>> Start

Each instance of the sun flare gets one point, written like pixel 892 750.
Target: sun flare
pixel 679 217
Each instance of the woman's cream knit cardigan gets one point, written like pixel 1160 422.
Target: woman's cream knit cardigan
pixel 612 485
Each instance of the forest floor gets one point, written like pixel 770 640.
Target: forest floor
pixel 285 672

>> End
>> Start

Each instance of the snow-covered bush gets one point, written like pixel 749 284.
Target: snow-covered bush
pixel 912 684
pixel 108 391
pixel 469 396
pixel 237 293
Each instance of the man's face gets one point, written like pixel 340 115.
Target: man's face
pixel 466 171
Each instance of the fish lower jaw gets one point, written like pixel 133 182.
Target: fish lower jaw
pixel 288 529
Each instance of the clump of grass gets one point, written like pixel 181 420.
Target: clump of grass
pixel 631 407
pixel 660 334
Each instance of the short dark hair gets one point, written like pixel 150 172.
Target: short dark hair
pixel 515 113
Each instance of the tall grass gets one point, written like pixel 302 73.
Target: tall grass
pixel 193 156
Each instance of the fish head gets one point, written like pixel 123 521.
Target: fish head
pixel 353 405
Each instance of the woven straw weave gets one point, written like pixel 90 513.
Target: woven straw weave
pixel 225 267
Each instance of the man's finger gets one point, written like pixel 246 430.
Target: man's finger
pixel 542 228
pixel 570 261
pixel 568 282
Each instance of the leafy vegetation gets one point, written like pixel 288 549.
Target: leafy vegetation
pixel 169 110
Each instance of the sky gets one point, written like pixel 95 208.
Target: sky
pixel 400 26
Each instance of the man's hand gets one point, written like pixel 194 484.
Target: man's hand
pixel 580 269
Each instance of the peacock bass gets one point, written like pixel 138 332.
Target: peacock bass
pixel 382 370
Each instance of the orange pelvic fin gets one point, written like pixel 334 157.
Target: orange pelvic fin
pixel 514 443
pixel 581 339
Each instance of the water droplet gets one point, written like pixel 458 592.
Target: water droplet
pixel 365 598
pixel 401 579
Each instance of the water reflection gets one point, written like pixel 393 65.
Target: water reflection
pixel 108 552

>> End

- _Do this_
Output the items above, starting with the line with "Each instance of the fish head" and going on through the line with "pixel 225 267", as a two-column CSV with the header row instruction,answer and one row per item. Enclose every field in double quotation marks and turn any line breaks within a field into spaces.

- _Written answer_
instruction,answer
"Each instance of the fish head gets one point, written like pixel 123 521. Target: fish head","pixel 353 405"
"Each instance of the woven straw weave gets one point, written like pixel 90 513. Target: woven straw weave","pixel 225 267"